** BEGIN **
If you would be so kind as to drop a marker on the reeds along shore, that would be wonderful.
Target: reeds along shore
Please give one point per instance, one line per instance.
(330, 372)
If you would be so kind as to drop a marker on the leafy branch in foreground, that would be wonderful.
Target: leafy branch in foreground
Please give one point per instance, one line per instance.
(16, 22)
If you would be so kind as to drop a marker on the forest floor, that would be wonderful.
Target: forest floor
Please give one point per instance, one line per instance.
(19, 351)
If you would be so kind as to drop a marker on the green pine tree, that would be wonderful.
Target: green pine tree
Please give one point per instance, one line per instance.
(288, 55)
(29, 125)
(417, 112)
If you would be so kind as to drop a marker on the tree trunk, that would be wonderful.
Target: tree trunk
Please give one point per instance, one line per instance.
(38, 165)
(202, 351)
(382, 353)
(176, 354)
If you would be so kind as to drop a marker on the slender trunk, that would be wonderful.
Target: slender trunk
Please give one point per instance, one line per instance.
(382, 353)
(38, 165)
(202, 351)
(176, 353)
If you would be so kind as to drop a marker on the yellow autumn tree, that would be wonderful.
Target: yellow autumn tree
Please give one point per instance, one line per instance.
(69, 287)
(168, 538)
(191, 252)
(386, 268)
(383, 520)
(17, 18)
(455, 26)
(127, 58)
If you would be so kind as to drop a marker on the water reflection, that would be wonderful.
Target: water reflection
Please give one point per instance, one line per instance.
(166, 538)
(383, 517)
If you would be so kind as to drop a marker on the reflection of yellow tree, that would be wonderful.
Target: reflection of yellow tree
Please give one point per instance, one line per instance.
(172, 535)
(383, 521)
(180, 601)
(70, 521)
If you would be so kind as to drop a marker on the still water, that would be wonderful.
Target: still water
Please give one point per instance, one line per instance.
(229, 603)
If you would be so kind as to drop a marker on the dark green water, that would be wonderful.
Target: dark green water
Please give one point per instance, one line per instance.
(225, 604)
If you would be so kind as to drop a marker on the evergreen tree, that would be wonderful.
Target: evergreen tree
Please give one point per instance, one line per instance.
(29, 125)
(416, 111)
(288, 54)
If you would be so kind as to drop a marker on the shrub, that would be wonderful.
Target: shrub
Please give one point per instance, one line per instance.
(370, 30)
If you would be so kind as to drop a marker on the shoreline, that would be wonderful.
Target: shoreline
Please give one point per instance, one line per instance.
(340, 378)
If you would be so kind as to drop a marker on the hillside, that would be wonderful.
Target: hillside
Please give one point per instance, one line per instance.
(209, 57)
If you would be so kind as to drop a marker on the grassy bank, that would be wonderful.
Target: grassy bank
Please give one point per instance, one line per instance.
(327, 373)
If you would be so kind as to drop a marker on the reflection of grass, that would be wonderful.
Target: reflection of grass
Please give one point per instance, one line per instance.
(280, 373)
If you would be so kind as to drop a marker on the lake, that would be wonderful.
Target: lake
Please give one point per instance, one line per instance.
** END **
◆ **Task brief**
Could you rewrite only the lines starting at the one that contains "grass, that would be wonderful." and ending at the end of the rows, keeping all the wording and scaling every coordinate in the answers by 1.7, rounded to whole numbers with halves going up?

◆ **Response to the exercise**
If you would be so kind as to drop a marker on the reflection of grass, that would be wonderful.
Target: reflection of grass
Please give one point per instance, one line per instance.
(476, 634)
If you would be so kind as to drop a marker on the lake, that would be wonderful.
Target: lake
Please give one point per instance, one line per instance.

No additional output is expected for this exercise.